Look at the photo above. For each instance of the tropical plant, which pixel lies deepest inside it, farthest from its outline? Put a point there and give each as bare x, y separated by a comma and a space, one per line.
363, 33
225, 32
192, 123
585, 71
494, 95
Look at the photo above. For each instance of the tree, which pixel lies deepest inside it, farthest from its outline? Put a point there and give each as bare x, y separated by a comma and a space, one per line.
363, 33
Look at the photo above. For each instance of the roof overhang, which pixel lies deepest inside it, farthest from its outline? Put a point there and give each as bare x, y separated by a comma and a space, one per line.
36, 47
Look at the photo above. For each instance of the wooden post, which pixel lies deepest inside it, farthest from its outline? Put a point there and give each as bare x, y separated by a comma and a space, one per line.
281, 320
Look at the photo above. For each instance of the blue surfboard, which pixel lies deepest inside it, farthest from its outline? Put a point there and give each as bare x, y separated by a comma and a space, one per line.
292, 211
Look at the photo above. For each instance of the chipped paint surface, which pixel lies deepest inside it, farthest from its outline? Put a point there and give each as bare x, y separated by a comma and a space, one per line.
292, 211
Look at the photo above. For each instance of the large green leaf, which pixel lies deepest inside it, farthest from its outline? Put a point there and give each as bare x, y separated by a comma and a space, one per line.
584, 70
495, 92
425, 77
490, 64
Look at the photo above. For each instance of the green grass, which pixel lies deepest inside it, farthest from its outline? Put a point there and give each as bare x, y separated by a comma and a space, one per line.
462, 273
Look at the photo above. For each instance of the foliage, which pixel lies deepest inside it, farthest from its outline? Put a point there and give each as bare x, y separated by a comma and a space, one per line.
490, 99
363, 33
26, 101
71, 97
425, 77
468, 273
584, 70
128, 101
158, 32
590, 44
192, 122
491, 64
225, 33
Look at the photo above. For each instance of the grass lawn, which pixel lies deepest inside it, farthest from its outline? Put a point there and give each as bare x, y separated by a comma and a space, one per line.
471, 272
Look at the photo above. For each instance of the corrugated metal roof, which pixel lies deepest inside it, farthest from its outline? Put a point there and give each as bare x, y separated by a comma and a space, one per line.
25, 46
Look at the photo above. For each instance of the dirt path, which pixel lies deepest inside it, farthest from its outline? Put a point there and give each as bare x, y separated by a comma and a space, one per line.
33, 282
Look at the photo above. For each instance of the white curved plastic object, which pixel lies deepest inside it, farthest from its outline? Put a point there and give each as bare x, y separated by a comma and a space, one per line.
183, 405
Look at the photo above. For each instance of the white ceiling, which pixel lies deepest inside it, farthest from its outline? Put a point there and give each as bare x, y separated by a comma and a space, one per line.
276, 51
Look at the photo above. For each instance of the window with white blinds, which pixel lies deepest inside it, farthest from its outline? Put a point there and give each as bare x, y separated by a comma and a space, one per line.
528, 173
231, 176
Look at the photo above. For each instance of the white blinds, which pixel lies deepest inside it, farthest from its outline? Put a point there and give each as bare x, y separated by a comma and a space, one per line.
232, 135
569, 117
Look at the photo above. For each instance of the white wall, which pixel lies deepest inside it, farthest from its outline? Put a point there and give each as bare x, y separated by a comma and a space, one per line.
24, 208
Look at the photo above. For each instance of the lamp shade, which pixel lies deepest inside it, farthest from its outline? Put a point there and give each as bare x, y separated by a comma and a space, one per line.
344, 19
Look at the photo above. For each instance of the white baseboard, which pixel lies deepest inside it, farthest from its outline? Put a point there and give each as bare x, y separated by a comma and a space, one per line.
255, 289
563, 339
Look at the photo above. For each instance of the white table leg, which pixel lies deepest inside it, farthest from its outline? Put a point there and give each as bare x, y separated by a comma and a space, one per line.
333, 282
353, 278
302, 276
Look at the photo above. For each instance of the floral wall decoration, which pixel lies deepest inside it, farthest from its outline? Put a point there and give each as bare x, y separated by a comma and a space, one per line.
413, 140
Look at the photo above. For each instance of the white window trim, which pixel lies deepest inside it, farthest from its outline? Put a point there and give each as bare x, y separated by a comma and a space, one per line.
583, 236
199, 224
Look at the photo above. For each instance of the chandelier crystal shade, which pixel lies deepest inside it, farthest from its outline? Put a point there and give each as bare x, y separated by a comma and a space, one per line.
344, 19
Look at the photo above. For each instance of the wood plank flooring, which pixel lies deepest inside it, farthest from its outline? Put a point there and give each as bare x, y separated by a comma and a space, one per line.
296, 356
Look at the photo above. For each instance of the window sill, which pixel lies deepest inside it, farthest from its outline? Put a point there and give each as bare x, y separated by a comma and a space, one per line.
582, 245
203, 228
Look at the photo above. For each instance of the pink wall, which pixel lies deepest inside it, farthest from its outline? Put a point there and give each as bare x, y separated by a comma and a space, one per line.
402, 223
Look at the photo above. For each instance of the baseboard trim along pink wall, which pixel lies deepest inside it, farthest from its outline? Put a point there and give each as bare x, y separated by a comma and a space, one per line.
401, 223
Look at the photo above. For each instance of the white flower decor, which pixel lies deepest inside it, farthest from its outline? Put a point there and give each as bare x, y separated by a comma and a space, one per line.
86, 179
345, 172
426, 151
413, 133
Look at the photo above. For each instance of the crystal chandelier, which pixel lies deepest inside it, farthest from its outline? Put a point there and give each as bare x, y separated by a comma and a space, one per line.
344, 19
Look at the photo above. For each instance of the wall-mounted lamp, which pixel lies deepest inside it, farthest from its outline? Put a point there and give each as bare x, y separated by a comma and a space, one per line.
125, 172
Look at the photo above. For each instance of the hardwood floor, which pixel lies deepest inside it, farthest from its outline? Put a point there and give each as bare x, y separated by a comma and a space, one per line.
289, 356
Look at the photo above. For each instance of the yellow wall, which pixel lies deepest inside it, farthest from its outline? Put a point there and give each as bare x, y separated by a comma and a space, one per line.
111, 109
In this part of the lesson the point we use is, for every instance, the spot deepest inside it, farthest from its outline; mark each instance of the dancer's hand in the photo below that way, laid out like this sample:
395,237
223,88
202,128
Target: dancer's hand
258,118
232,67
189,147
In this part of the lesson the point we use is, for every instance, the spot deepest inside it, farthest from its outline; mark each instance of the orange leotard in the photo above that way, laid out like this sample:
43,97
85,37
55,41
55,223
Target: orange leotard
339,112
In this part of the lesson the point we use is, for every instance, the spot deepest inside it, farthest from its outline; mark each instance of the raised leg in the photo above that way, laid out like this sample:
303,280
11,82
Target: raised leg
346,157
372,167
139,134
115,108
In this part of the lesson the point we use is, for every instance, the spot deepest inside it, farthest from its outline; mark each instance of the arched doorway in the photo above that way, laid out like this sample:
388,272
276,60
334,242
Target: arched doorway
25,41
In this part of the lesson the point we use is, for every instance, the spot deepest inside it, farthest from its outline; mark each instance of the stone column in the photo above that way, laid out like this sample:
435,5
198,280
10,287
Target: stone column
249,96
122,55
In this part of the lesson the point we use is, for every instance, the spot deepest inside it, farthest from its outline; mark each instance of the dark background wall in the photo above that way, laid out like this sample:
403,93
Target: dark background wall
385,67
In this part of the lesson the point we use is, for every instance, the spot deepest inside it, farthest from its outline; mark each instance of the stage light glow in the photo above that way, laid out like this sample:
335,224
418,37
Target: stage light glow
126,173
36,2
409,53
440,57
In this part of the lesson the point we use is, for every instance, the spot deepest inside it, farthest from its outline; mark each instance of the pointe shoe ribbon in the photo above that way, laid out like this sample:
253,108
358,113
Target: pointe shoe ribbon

Task objective
Output all the lines above, matching them word for word.

Expected output
Look at the photo above. For each instance of the tropical plant, which pixel lies deepest inside it, farthest from its outline? Put a point there and give each as bare x, y separated by a comma and a space, one per line.
363, 33
225, 32
192, 123
585, 71
494, 95
Look at the photo above. For each instance of the tree, which pixel lies deepest inside it, farthest from its outline? Put a point there and give each as bare x, y separated by a comma and a space, one per line.
363, 33
Look at the photo above. For each instance of the roof overhang, which pixel lies deepest inside it, farthest from its outline? Put a point there and give each as bare x, y separated by a comma and a space, one per line.
36, 47
Look at the photo above. For each instance of the wooden post, which pixel lies deepest inside it, farthest from its outline? Put a point there and give each as bare x, y separated by a comma and a space, one per line.
281, 320
Look at the photo above. For each instance of the blue surfboard, which pixel lies deepest inside it, farthest from its outline? Put a point there and give each as bare x, y separated by a comma and a space, one per line.
292, 211
Look at the photo above. For each instance of the chipped paint surface, which pixel lies deepest inside it, farthest from its outline? Put a point there and give each as bare x, y separated by a comma and a space, one per line.
292, 211
Look at the photo above. For each instance of the large green leaf, which pixel lies deepest inside it, farthest from its outline? Put a point there and give each as bare x, y separated by a comma and a space, one per line.
584, 70
495, 92
425, 77
490, 64
Look at the photo above. For each instance of the green grass, which pixel lies deepest inside it, farthest from its outline? Put a point there and give each as bare x, y separated by a comma and a space, one per line.
462, 273
Look at the photo above. For each instance of the foliage, which pixel lies deepest inside it, farthest from its outline? Put a point there and give each as bare x, y separated by a comma and a space, one per line.
490, 99
363, 33
26, 101
71, 97
425, 77
468, 273
584, 70
128, 101
158, 32
590, 44
192, 122
491, 64
225, 33
Look at the photo above. For each instance of the grass lawn, which pixel lies deepest inside it, farthest from its outline? Put a point there and give each as bare x, y separated by a comma and a space, one per line.
471, 272
Look at the photo above. For each instance of the corrugated metal roof, which pixel lies deepest inside it, farthest from its outline? Put a point there and give each as bare x, y separated by a comma and a space, one per line.
25, 46
Look at the photo above. For each instance of the dirt path, which pixel lies deepest inside it, farthest from its outline? Put a point there and give each as bare x, y separated by a comma and a space, one per line.
33, 282
Look at the photo above. For each instance of the white curved plastic object, which pixel lies deepest inside it, farthest from its outline? Put a point there and give each as bare x, y separated by a comma and a space, one per line.
183, 405
Look at the photo above. For each instance of the white ceiling, which pixel lies deepest inside it, farthest from its outline? Put a point there and give each as bare x, y separated by a comma and a space, one per line.
276, 51
Look at the photo above. For each instance of the window with white blinds, which pixel lies deepest inside it, farthest from its outline? Put a point there and give each as bare x, y separated by a comma and a space, one per line.
528, 173
231, 176
Look at the photo above. For each instance of the white blinds, which pixel lies deepest inside it, farthest from its outline? Put a point there and give each as bare x, y separated by a comma and a space, one per line.
232, 135
569, 117
Look at the photo above. For each instance of the white wall, which pixel lies deepest inside it, farthest from its outline? Put a point there and give each as bare x, y separated by a comma and a space, one per line.
24, 208
Look at the photo above. For each instance of the lamp shade, which pixel lies deepest inside it, farthest from its outline? Put a point there and give each as bare x, y separated by a comma and a space, one per line.
344, 19
Look at the photo above. For each instance of the white baseboard, which pixel lies deepest inside it, farthest from its outline? Put a point there and give each as bare x, y separated by a comma and a space, one per line.
255, 289
563, 339
Look at the photo above. For each instance of the white table leg, which pixel lies deepest inside it, farthest from its outline? Put a point there and give each as bare x, y separated by a comma and a space, one per line.
333, 282
353, 278
302, 276
Look at the photo above. For each instance of the floral wall decoration, which pixel lies deepest inside it, farthest from its outline? Put a point there and give each as bare x, y separated by a comma and a space, one per line.
413, 140
Look at the photo above. For each instance of the white window trim, which pixel lies deepest inside it, farthest from its outline? Put a point there and give each as bare x, y separated by a comma and a space, one per line.
583, 236
199, 224
Look at the photo above. For each instance of the chandelier crystal shade, which pixel lies deepest inside it, farthest from its outline? Put a point there and give each as bare x, y separated by a comma and a space, one per line.
344, 19
Look at the photo above. For each instance of the wood plank flooring, which pixel lies deepest inside it, farthest from its outline? Put a point there and give each as bare x, y separated by a comma and a space, one per line.
296, 356
Look at the photo above. For each instance of the window sill, which pixel lies deepest inside it, farthest from its outline? Put a point there and give each as bare x, y separated by a comma and a space, one per line.
582, 245
203, 228
Look at the photo above. For each instance of the pink wall, which pixel lies deepest inside it, farthest from its outline? Put a point there and give each as bare x, y separated by a comma and a space, one per line.
402, 223
Look at the photo above. For each instance of the baseboard trim along pink wall, which pixel lies deepest inside it, farthest from its outline? Put a point there and give each as bare x, y separated by a comma and a space, one per line.
401, 223
Look at the photo above. For each instance of the white flower decor, which pixel lies deepest inside it, farthest from its outline? Put a point there and give each as bare x, y separated by a comma and a space, one per line.
86, 179
345, 172
426, 151
413, 133
Look at the photo above. For each instance of the crystal chandelier, which pixel lies deepest inside it, farthest from its outline? Put a point there and give each as bare x, y separated by a comma and a space, one per line.
344, 19
Look at the photo above. For each instance of the wall-mounted lamp, which pixel lies deepest inside it, farthest from its outline? Put a point there and give each as bare x, y separated by a comma and a space, one per line.
125, 172
Look at the photo above. For each instance of the hardwood floor, which pixel lies deepest inside it, farthest from its outline? Put a point there and give each as bare x, y separated by a comma and a space, one per line.
289, 356
Look at the photo above. For each instance of the yellow wall, which pixel lies deepest inside it, farthest from its outline? Put a point there and give each as bare x, y separated by a comma and a space, one per line.
111, 109
In this part of the lesson the point we use is, for every instance, the spot deepest inside it, farthest from its outline; mark each instance of the dancer's hand in the photo below that way, laid out like this sample:
395,237
223,88
202,128
Target: dancer's hand
258,118
232,67
189,147
In this part of the lesson the point we use is, for every instance, the spot deepest inside it, farthest from its outline; mark each instance of the orange leotard in the photo above that way, laid out like this sample:
43,97
85,37
55,41
55,223
Target: orange leotard
339,112
In this part of the lesson the point we use is, for every instance, the spot deepest inside it, farthest from its outline; mark each instance of the raised leg in the photo above that way, laid out like this sample:
303,280
11,82
Target: raised leg
346,157
372,167
139,134
115,108
In this part of the lesson the point we use is, for every instance, the spot deepest inside it, farthest from its outline; mark each instance of the arched doorway in the photo above that way, laid out like this sample:
388,272
276,60
334,242
Target: arched doorway
25,41
In this part of the lesson the point we use is, for every instance, the spot deepest inside it, farthest from its outline; mark each instance of the stone column in the photo above that way, laid out like this sample:
435,5
198,280
10,287
Target: stone column
249,96
122,55
In this part of the lesson the point we use is, for every instance, the spot deepest inside it, farthest from its outline; mark each instance of the dark background wall in the photo above that way, laid out like this sample:
403,93
Target: dark background wall
385,67
In this part of the lesson the point we use is, for every instance, the spot deepest inside it, farthest from its outline; mark each instance of the stage light glow in the photo above that way, laid out like this sample:
335,224
418,37
Target: stage light glow
126,173
36,2
409,53
440,57
In this part of the lesson the point we use is, for every instance, the spot deepest inside it, farthest from its outline; mark each instance of the pointe shoe ribbon in the photo above that way, laid out like this sample:
253,108
358,113
Target: pointe shoe ribbon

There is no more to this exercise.